> **Arbeitsanweisungen**:
1. Gib den Ausgangstext von „Protest gegen Weidel-Besuch: Nebelkerzen“ bis „1.500 Demonstranten ausgebremst.“ neu wieder und setze dabei „Kleinstadt“ an die Stelle von „Mittelstadt“.
2. Welche Stadt hatte Alice Weidel laut Ausgangstext auf X irrtümlich als Ort ihres Auftritts angegeben?
3. Fasse den Absatz des Ausgangstexts, der mit „taz | BRETTEN Am Schluss“ beginnt, kürzer als Stichpunktliste zusammen und behalte dabei die wichtigsten Fakten bei.

> **Ausgangstext**:

::::

Protest gegen Weidel-Besuch: Nebelkerzen gegen Trillerpfeifen

Am Samstag spricht AfD-Chefin Alice Weidel in der baden-württembergischen Mittelstadt. Dort wird sie von rund 1.500 Demonstranten ausgebremst.

Mehrere tausend Teilnehmer demonstrieren während eines Auftritts der AFD-Bundestagsfraktionsvorsitzenden Alice Weidel vor der Hunsrück-Halle in Simmern gegen Rechtsextremismus

Alice Weidel bekommt den Gegenwind der demokratischen Zivilgesellschaft zu spüren Foto: Thomas Frey/dpa

taz | BRETTEN Am Schluss hat Alice Weidel dann doch nach Bretten gefunden. Auf X, ehemals Twitter, hatte sie zuvor irrtümlich verkündet, am Samstagabend im 25 Kilometer entfernten Karlsruhe aufzutreten. Als sie dann im dunkelblauen Hosenanzug und weißen Sneakern mit halbstündiger Verspätung in einer spröden Mehrzweckhalle in der baden-württembergischen Mittelstadt auf die Bühne tritt, ist die Begeisterung bei den 400 Parteigängern groß. Draußen stehen noch einmal so viele, die es nicht mehr in die volle Halle geschafft haben. Sie stehen, nur von Barrieren getrennt, den etwa 1.500 Demonstrierenden gegenüber, die ihnen „Ganz Bretten hasst die AfD“ entgegenrufen.

::::

> **Angezeigte Angaben**:
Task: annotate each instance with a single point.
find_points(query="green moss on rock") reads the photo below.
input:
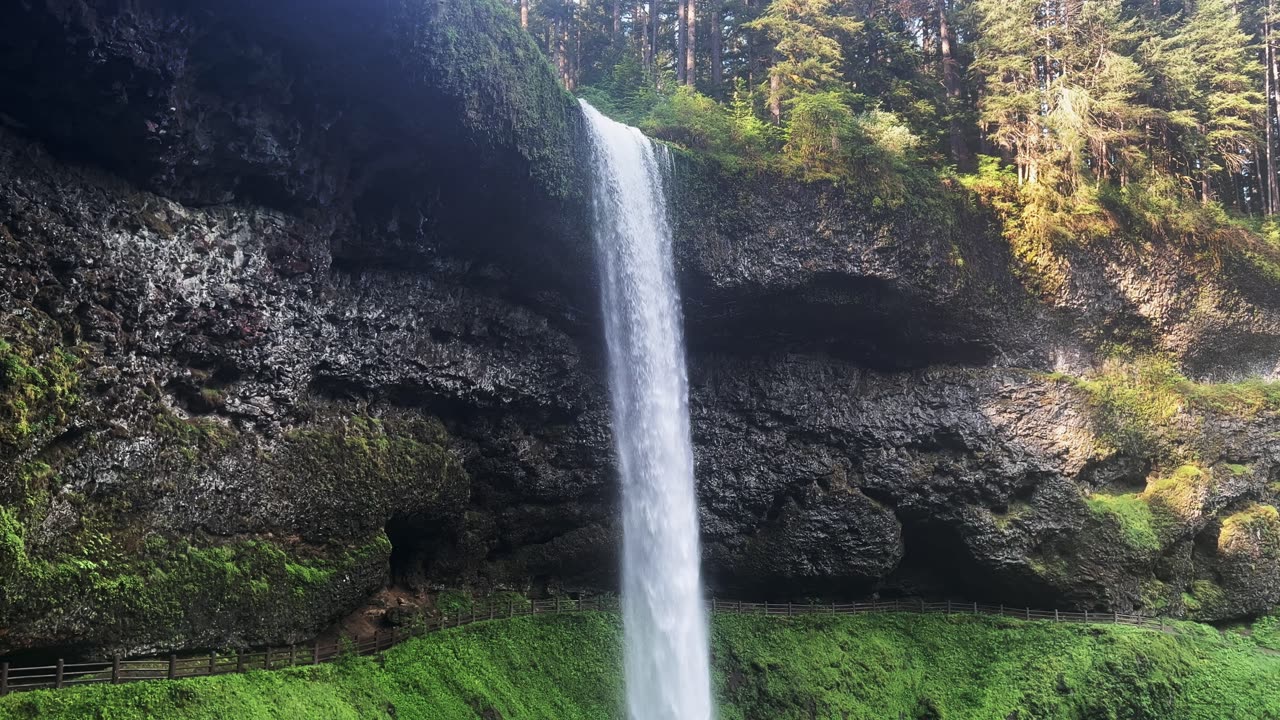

::::

> **Lösungen**:
1.
Protest gegen Weidel-Besuch: Nebelkerzen gegen Trillerpfeifen

Am Samstag spricht AfD-Chefin Alice Weidel in der baden-württembergischen Kleinstadt. Dort wird sie von rund 1.500 Demonstranten ausgebremst.

2. Karlsruhe

3.
- Alice Weidel hatte auf X irrtümlich einen Auftritt im 25 Kilometer entfernten Karlsruhe angekündigt, kam am Samstagabend aber nach Bretten.
- Sie betrat die Bühne in einer Mehrzweckhalle mit halbstündiger Verspätung.
- Drinnen empfingen sie 400 begeisterte Parteigänger.
- Noch einmal so viele standen draußen, weil die Halle voll war.
- Ihnen standen, nur durch Barrieren getrennt, etwa 1.500 Demonstrierende gegenüber.
- Die Demonstrierenden riefen „Ganz Bretten hasst die AfD“.